What is being asked » In your copy, leave out the pictures and repeat the entries below exactly.

BEGIN Data shown

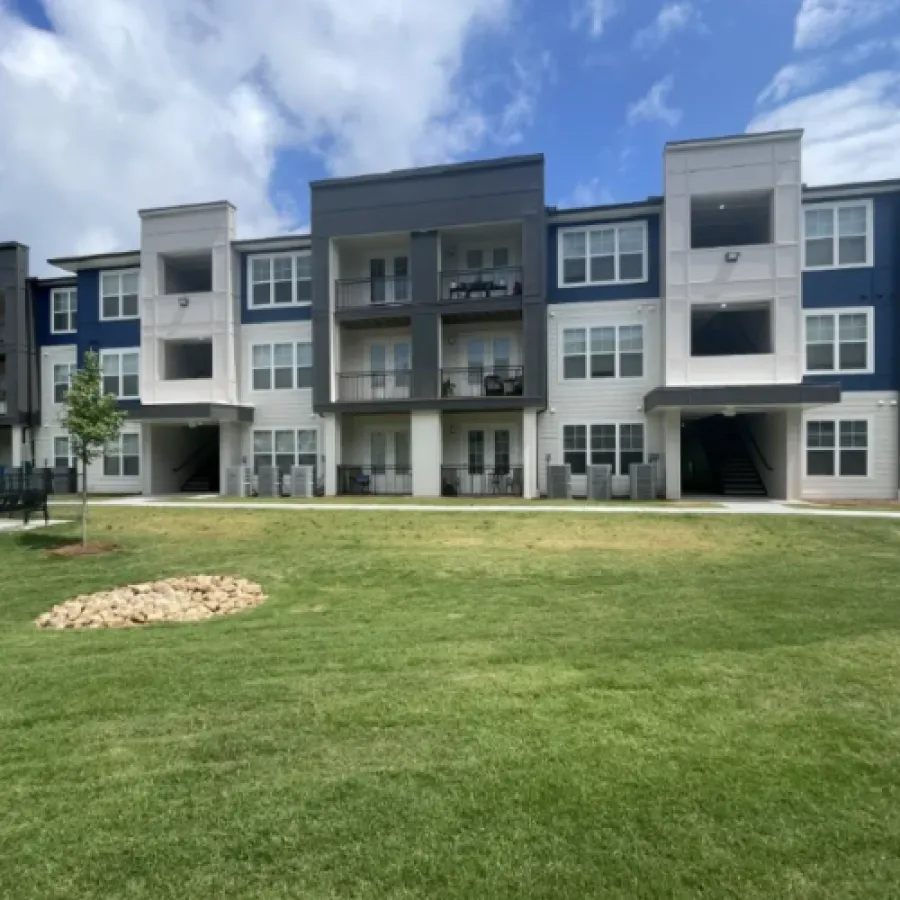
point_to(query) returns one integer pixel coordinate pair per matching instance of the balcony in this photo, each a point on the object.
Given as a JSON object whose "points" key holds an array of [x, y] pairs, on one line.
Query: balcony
{"points": [[483, 381], [481, 284], [368, 480], [360, 387], [372, 293], [482, 481]]}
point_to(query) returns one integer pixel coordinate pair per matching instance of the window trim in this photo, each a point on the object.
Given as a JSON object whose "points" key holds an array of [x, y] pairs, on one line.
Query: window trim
{"points": [[836, 312], [834, 206], [836, 450], [120, 352], [617, 353], [295, 303], [294, 367], [72, 311], [596, 226], [100, 295]]}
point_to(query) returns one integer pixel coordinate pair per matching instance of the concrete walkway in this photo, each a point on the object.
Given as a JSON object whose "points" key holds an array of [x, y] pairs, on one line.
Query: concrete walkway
{"points": [[724, 508]]}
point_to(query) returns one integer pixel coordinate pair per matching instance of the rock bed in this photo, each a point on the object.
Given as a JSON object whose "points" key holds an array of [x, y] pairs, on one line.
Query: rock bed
{"points": [[192, 598]]}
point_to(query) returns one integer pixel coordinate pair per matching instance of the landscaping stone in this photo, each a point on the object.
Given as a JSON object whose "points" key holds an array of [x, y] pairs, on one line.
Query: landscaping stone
{"points": [[193, 598]]}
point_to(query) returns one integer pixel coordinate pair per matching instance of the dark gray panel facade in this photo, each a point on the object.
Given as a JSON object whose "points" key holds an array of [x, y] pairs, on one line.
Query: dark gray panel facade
{"points": [[18, 339], [419, 203]]}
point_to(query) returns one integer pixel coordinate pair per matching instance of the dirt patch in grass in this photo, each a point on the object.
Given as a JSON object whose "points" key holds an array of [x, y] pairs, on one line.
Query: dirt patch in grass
{"points": [[92, 548]]}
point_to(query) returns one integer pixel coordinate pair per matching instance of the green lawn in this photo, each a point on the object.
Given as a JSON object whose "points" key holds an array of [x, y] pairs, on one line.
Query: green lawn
{"points": [[460, 706]]}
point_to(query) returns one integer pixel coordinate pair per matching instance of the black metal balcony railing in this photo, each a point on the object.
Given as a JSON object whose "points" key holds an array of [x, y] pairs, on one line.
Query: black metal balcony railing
{"points": [[482, 481], [483, 381], [360, 293], [374, 479], [481, 284], [355, 387]]}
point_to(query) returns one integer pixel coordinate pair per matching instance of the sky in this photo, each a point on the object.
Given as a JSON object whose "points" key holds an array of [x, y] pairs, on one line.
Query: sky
{"points": [[110, 106]]}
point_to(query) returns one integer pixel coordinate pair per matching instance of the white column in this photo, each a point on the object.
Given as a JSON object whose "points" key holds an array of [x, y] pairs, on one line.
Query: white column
{"points": [[672, 443], [426, 439], [17, 447], [529, 454], [332, 451], [794, 454]]}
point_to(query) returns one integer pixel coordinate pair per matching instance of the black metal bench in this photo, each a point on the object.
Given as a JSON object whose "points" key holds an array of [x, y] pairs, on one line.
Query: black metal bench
{"points": [[25, 492]]}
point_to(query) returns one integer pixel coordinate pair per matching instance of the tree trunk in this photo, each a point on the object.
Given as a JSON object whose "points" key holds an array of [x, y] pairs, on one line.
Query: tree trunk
{"points": [[84, 503]]}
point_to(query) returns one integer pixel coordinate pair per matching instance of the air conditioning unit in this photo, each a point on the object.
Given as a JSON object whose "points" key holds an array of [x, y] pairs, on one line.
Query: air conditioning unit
{"points": [[268, 482], [559, 482], [303, 481], [643, 481], [237, 481], [599, 482]]}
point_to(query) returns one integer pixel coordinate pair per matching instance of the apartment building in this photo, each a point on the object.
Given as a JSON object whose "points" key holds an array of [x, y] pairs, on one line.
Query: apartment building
{"points": [[441, 331]]}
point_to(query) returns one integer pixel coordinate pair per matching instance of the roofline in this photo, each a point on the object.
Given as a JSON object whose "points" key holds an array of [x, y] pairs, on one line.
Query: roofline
{"points": [[96, 261], [752, 137], [183, 207], [445, 169]]}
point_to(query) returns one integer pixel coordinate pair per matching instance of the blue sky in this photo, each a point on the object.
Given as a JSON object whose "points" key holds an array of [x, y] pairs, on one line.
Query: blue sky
{"points": [[149, 102]]}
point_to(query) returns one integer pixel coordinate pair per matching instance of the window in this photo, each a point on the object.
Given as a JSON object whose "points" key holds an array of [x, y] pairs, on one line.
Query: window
{"points": [[119, 295], [838, 235], [123, 456], [280, 366], [575, 448], [603, 254], [62, 378], [282, 279], [615, 352], [837, 448], [63, 457], [121, 369], [839, 341], [64, 303]]}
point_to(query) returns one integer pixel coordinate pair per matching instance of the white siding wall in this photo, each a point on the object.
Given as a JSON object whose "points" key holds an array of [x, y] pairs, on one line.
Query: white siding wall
{"points": [[596, 401], [881, 483]]}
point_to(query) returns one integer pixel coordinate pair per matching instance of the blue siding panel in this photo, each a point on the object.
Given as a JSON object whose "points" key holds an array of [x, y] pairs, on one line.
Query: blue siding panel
{"points": [[645, 290], [264, 316], [876, 286], [94, 334]]}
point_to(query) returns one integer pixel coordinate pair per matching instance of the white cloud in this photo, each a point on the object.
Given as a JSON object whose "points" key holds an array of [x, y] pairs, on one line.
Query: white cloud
{"points": [[653, 107], [674, 17], [852, 131], [595, 14], [820, 23], [138, 103], [587, 193], [791, 80]]}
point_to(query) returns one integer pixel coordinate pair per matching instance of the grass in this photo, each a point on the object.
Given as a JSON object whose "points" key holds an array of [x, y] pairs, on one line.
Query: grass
{"points": [[460, 706]]}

END Data shown

Final answer »
point_to(query) returns one integer pixel coordinate pair per matching instance of the balcony in this photo, each a point on the object.
Given as a JSON object whose "points" key holds an array of [x, y] pairs, on one line.
Query: balcony
{"points": [[483, 381], [481, 284], [368, 480], [360, 387], [372, 293], [482, 481]]}
point_to(query) returns one integer pixel coordinate pair per matching instance of the window trim in this photo, each a point on the object.
Given as a JSON object whose "points" key holds an array of [x, y] pairs, on one line.
Query: window trim
{"points": [[836, 312], [834, 206], [836, 450], [120, 352], [617, 353], [295, 303], [294, 367], [72, 311], [596, 226], [100, 295]]}
point_to(query) returns one integer pixel coordinate pair per matching instance of the concrete walkway in this photo, each a point on the object.
Given as a JSON object whose "points" key holds an array of [x, y] pairs, on one line.
Query: concrete walkway
{"points": [[724, 508]]}
point_to(query) returns one integer pixel coordinate pair per matching instance of the rock bed in this photo, each a point on the object.
Given as a JSON object whose "points" key holds an array of [x, y] pairs, on one line.
Query: rock bed
{"points": [[192, 598]]}
point_to(query) returns one integer pixel coordinate pair per matching instance of the landscaping stone in this photo, each a point on the object.
Given as a JSON object whose "points" key holds an array of [x, y] pairs, on one line.
Query: landscaping stone
{"points": [[193, 598]]}
point_to(query) returns one integer pixel coordinate pair per matching instance of the dark gray panel facade in this photo, each a point on the object.
Given as a JSON object whose "points" key holds an array of [x, y] pairs, on one line.
Query: dark gray panel facade
{"points": [[18, 339], [419, 203]]}
point_to(query) returns one integer pixel coordinate pair per matching instance of the dirt patch in grass in this photo, each a point on the object.
Given as a JSON object whose "points" key holds an array of [x, y] pairs, on one line.
Query: dirt patch in grass
{"points": [[92, 548]]}
point_to(query) returns one integer pixel coordinate pair per matching instance of the green lawn in this photo, each a point on the object.
Given as a JSON object whose "points" key holds an array of [x, y] pairs, on one line.
Query: green lawn
{"points": [[460, 706]]}
point_to(query) returns one integer pixel coordinate pair per matching instance of the black metal balcony railing in this photo, each a point on the object.
Given as a JSON object whose "points" key holds an array of [x, y] pairs, on one line.
Query: black metal balcony railing
{"points": [[482, 481], [483, 381], [360, 293], [374, 479], [481, 284], [355, 387]]}
point_to(query) returns one integer pixel coordinate pair per matching instance of the sky in this photo, each a point on the object.
Given as a JSON object whose "points" key holds an array of [x, y] pairs, on one line.
Query: sky
{"points": [[110, 106]]}
point_to(query) returns one integer pixel coordinate pair per matching instance of the white column in this photo, each a point on the object.
Given as a JSON object whose "points" key holds an array of [x, y] pairs, on one line.
Query: white column
{"points": [[672, 443], [426, 439], [17, 447], [529, 454], [332, 451], [794, 454]]}
point_to(query) returns one integer pixel coordinate pair per matching instance of the black metal bench in this photo, each a point on the object.
Given as a JSON object whose "points" key holds an array of [x, y] pairs, on one line.
Query: black metal bench
{"points": [[25, 492]]}
point_to(query) returns one integer pixel coordinate pair per matching instance of the tree trunk in this photo, each a point on the object.
Given as a JSON object whose "points" key holds an array of [x, y] pairs, on one line.
Query: tree trunk
{"points": [[84, 503]]}
point_to(query) returns one integer pixel coordinate pair per matching instance of the air conditioning unit in this photo, each a point on the object.
Given as a JSON object whose "points" key holds an array of [x, y] pairs, on one line.
Query: air conditioning unit
{"points": [[268, 482], [559, 482], [303, 481], [643, 481], [237, 481], [599, 482]]}
point_to(query) returns one integer pixel coordinate pair per matching instance of the apartment building in this photo, each a point on the object.
Given as a JSON object whose "points" key holds an array of [x, y] pairs, on one line.
Query: apartment building
{"points": [[441, 331]]}
point_to(query) returns one integer pixel coordinate pair per matching instance of the roofline in this photo, each a point on the object.
Given as a JSON object whose "points" key holds an array of [x, y] pairs, on one line.
Query: roofline
{"points": [[96, 261], [752, 137], [183, 207], [445, 169]]}
point_to(query) returns one integer pixel coordinate pair per matching instance of the blue sky in this photo, each a point on the object.
Given as a JSON object whose "points" key holds an array of [x, y] pairs, on one line.
Query: blue sky
{"points": [[149, 102]]}
point_to(query) returns one integer pixel coordinate pair per matching instance of the window in this photo, each a point on the object.
Given as a JSON object whose "points" key holds an array of [x, y] pairs, on one line.
Query: window
{"points": [[119, 295], [838, 235], [123, 456], [280, 366], [575, 448], [603, 254], [62, 378], [282, 279], [615, 352], [837, 448], [63, 457], [121, 369], [839, 341], [64, 303]]}
point_to(query) returns one integer pixel coordinate pair per matching instance of the white siding wall in this photo, each a point on the object.
Given as a JSON object whose "points" key holds an array of [x, y] pairs, on one line.
Query: white siding wall
{"points": [[596, 401], [881, 483]]}
point_to(query) returns one integer pixel coordinate pair per matching instance of the blue siding panel in this photo, each a point on the object.
Given as a JSON object whose "points" key holds an array of [x, y] pairs, on one line.
Query: blue siding panel
{"points": [[645, 290], [264, 316], [876, 286], [94, 334]]}
point_to(query) returns one integer pixel coordinate pair per matching instance of the white cloud in this photo, each a point on the object.
Given as a JSON object whose "points" key holds an array of [x, y] pairs, on one line.
Query: white cloud
{"points": [[653, 107], [674, 17], [852, 131], [595, 14], [820, 23], [138, 103], [587, 193], [791, 80]]}
point_to(query) returns one integer pixel coordinate pair per matching instance of the grass in this photo, each a point on the object.
Given as a JSON object whose "points" key holds an array of [x, y] pairs, on one line.
Query: grass
{"points": [[460, 706]]}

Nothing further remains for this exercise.